## ACTIVITY
All of the data must be output without alteration.

## Phrase grounding data
========

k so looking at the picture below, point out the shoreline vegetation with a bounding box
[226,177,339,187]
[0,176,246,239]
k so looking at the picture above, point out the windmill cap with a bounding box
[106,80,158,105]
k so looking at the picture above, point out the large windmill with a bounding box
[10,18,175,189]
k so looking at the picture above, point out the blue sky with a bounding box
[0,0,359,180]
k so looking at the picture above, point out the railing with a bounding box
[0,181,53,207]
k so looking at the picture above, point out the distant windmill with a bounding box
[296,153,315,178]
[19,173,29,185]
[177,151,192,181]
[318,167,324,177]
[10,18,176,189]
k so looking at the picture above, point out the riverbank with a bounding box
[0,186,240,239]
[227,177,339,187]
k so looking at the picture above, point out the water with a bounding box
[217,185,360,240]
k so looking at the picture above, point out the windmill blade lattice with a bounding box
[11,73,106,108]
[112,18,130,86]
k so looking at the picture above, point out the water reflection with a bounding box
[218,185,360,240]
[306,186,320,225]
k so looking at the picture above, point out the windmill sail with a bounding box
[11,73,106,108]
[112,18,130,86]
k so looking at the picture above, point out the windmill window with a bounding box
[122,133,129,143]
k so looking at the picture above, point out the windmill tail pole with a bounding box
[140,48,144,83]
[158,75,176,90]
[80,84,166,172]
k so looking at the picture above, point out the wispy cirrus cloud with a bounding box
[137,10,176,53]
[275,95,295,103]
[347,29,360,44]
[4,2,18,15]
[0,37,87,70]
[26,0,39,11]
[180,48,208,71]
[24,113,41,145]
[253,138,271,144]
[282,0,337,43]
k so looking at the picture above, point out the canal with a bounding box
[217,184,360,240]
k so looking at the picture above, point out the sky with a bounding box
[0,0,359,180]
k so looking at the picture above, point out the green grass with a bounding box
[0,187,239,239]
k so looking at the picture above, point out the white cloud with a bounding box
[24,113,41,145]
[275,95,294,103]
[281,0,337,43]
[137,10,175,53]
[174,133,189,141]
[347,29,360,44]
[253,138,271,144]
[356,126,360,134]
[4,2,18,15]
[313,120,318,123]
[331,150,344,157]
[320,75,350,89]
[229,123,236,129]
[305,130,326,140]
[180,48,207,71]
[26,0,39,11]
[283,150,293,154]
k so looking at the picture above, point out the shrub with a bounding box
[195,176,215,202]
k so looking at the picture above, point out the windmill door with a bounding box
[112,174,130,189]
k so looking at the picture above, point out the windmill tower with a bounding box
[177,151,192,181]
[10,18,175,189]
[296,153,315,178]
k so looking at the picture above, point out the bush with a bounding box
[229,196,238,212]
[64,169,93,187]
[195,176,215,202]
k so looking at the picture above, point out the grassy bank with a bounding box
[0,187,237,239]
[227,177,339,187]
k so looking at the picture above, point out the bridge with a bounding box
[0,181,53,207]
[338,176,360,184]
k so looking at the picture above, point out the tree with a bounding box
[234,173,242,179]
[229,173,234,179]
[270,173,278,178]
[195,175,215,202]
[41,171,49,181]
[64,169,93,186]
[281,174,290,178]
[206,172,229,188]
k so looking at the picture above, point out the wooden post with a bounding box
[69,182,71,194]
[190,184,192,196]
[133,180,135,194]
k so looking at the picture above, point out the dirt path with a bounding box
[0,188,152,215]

========

## RESULT OF THE EXERCISE
k so looking at the picture below, point out the shoreline vegetation with a bounding box
[226,177,339,187]
[0,176,246,239]
k so looking at the picture above, point out the windmill cap with a bounding box
[106,80,158,105]
k so looking at the picture above, point out the large windmill with a bounding box
[10,18,175,189]
k so looking at the picture above, point out the blue sky with a bounding box
[0,0,359,180]
k so looking at the picture above, point out the railing with a bounding box
[0,181,53,207]
k so looking at the picture above, point out the distant windmill with a bounding box
[296,153,315,178]
[19,173,29,185]
[177,151,192,181]
[318,167,324,177]
[10,18,176,189]
k so looking at the picture above, point out the riverbank with a bounding box
[0,186,240,239]
[227,177,339,187]
k so looking at the picture above, point out the water with a bounding box
[217,185,360,240]
k so looking at the picture above, point out the windmill blade lattice with a bounding box
[11,73,106,108]
[112,18,130,86]
k so looking at the picture above, point out the water reflection with a bounding box
[218,185,360,240]
[306,186,320,225]
k so looking at the picture above, point out the windmill sail with a bounding box
[11,73,106,108]
[112,18,130,86]
k so looking at the picture above, point out the windmill window with a bounding box
[122,133,129,143]
k so looking at the picture above, point out the windmill tail pole with a bounding box
[140,48,144,83]
[158,75,176,90]
[80,84,166,172]
k so looking at the picture above, point out the wispy cirrus cloud with a bounding box
[137,10,176,53]
[275,95,295,103]
[347,29,360,44]
[4,2,18,15]
[0,37,87,70]
[26,0,39,11]
[180,48,208,71]
[24,113,41,145]
[253,138,271,144]
[282,0,337,43]
k so looking at the picture above, point out the canal with a bounding box
[217,184,360,240]
k so looking at the picture above, point out the sky with a bounding box
[0,0,359,180]
k so looking at the picture above, point out the green grass with a bounding box
[0,187,239,239]
k so looking at the picture above, point out the white cloud with a bounding box
[24,113,41,145]
[275,95,294,103]
[281,0,337,43]
[137,10,175,53]
[174,133,189,141]
[347,29,360,44]
[253,138,271,144]
[356,126,360,134]
[4,2,18,15]
[313,120,318,123]
[331,150,344,157]
[320,75,350,89]
[229,123,236,129]
[305,130,326,140]
[180,48,207,71]
[26,0,39,11]
[283,150,293,154]
k so looking at the picture above, point out the shrub with a bounding box
[195,176,215,202]
k so looking at the picture above, point out the windmill door with a bounding box
[112,174,130,189]
k so looking at the picture above, point out the windmill tower with a bounding box
[177,151,192,181]
[10,18,175,189]
[296,153,315,178]
k so looking at the picture above, point out the bush with a bounding box
[229,196,238,212]
[64,169,93,187]
[195,176,215,202]
k so looking at the picture above, point out the grassy bank with a bounding box
[0,187,237,239]
[227,177,339,187]
k so looking at the picture above, point out the bridge with a bounding box
[0,181,53,207]
[338,176,360,184]
k so looking at the picture above, point out the tree with a bounding box
[234,173,242,179]
[229,173,234,179]
[270,173,278,178]
[195,175,215,202]
[41,171,49,181]
[64,169,93,186]
[281,174,290,178]
[206,172,229,188]
k so looking at the picture above, point out the wooden post with a bounding box
[69,182,71,194]
[190,184,192,196]
[133,180,135,194]
k so looking at the picture above, point out the dirt path with a bounding box
[0,188,152,215]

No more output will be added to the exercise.